__Document segment__.
You Must Be This Tall, due August 27, 2013 via Exowax, is no different: Keneally, over just 12 tracks, rattles across a dizzying landscape of musical textures and concepts — even as he brings in collaborative storylines that range from XTC to the Metropole Orkest to Frank Zappa, for whom he served an early-career tenure as a stunt guitarist.

“This is what I do,” Keneally tells us in this exclusive Something Else! Sitdown, “when I’m not trying to do anything in particular. This is what comes out naturally.”



Keneally, of course, is coming off a larger collaborative project with XTC’s Andy Partridge called Wing Beat Fantastic, the fruits of which included a final track to be found here on the follow up. He goes in depth with us on You Must Be This Tall, discussing the role of instant composing and improvisation in the work, his hopes for working with Partridge again, how he wove in the drumming of Marco Minnemann, and then found a way — as usual — to close things out on a high note …

NICK DERISO: You Must Be This Tall includes a final collaborative moment with XTC’s Andy Partridge. It must be bittersweet to see that period end.
MIKE KENEALLY: Actually, I’ve searched my heart and soul, when you said that, and I’m not feeling any bittersweet qualities to it at all. To me, the whole experience is very sweet — and on-going. Even though “Indicator” represents the last of our collaborations the first time around, I don’t see any reason why we couldn’t choose to do it again sometime. It’s interesting to me to see how I process these things. I don’t feel it as an ending at all.

NICK DERISO: So you plan to work with him again?

__Listed entries__.
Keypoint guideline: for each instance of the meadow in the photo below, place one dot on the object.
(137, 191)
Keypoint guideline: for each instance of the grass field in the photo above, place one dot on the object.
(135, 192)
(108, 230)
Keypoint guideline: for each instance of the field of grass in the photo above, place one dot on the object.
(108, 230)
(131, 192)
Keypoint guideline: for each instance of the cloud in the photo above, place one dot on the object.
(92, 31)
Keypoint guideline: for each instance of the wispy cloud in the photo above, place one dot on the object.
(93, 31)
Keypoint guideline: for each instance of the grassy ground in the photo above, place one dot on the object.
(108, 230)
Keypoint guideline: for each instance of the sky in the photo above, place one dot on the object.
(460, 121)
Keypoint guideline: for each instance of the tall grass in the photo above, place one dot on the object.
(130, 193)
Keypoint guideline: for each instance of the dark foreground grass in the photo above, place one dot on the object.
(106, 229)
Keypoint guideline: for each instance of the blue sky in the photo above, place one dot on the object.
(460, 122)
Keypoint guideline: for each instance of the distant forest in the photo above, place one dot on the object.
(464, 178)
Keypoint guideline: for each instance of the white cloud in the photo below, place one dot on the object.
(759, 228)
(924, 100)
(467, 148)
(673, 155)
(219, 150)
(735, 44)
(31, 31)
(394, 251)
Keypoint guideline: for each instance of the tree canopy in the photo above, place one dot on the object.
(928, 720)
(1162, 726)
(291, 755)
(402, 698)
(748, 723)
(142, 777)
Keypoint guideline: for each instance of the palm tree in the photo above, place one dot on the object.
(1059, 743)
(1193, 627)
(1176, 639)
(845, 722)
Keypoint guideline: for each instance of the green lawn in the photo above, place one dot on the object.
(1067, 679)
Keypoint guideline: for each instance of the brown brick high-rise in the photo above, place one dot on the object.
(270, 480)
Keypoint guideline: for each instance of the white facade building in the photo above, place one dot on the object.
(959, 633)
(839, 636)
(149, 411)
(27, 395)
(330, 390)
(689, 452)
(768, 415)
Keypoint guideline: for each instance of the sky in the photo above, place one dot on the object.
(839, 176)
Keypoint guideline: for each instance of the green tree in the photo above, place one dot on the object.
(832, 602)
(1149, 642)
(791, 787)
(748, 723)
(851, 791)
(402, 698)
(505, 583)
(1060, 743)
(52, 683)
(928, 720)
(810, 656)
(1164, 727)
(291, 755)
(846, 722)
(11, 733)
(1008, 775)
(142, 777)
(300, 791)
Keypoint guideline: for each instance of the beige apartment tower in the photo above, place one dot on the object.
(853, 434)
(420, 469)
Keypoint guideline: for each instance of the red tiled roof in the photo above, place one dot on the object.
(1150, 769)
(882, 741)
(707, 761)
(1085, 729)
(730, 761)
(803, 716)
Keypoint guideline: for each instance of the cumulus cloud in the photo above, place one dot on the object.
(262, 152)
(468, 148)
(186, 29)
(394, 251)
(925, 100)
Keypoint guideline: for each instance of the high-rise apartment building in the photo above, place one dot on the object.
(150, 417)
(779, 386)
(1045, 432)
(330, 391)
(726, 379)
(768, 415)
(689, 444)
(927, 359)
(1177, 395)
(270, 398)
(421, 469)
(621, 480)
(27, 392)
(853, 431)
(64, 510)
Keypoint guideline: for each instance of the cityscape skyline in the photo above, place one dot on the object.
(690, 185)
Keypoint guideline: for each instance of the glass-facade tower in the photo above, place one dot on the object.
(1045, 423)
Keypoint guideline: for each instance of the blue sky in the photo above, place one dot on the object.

__Requests__.
**a.** How many lines in the rows contain the word "building"? Reply with the number alone.
**b.** Carry on the interview with Mike Keneally from its last line.

__Outputs__.
**a.** 2

**b.**
MIKE KENEALLY: We haven’t planned anything, because this one took so long. From Point A to Point Done, it took longer — certainly longer than Andy expected. He became sort of impatient with me for not finishing it up on my own. At a point when I still thought we were going to have more songwriting sessions together, he was thinking: “Well, we’ve already gotten together twice, and we generated a lot of material — let’s see what you do.” He kind of threw down the gauntlet. It was like, “I would like for you to totally take charge of this, from this point forward.” And I realized, he was right. We did create nine distinct pieces of music, and that’s more than enough to base an album off of. At one point, I was thinking that everything on the album had to be Keneally-Partridge. Well, that’s silly. It can just be a Mike Keneally album that’s overwhelmingly made up of songs I wrote with Andy — and there’s nothing wrong with that. I even managed to keep a really good one in check to release on You Must Be This Tall, this very strange guitar instrumental that Andy actually plays on. So people who were bummed out that Andy didn’t perform on Wing Beat Fantastic will be pleased to learn that he actually plays guitar on “Indicator.” They also might be interested to know that he also sings on the “Your House” demo on Wing Beat Elastic, which is an album that I think a lot of people still don’t know about.

NICK DERISO: You set a challenge for yourself, creating a song a day out of four idea fragments recorded onto a voice memo on your cell phone while on tour. What did you start with? Hummed melodies? A riff? A verse?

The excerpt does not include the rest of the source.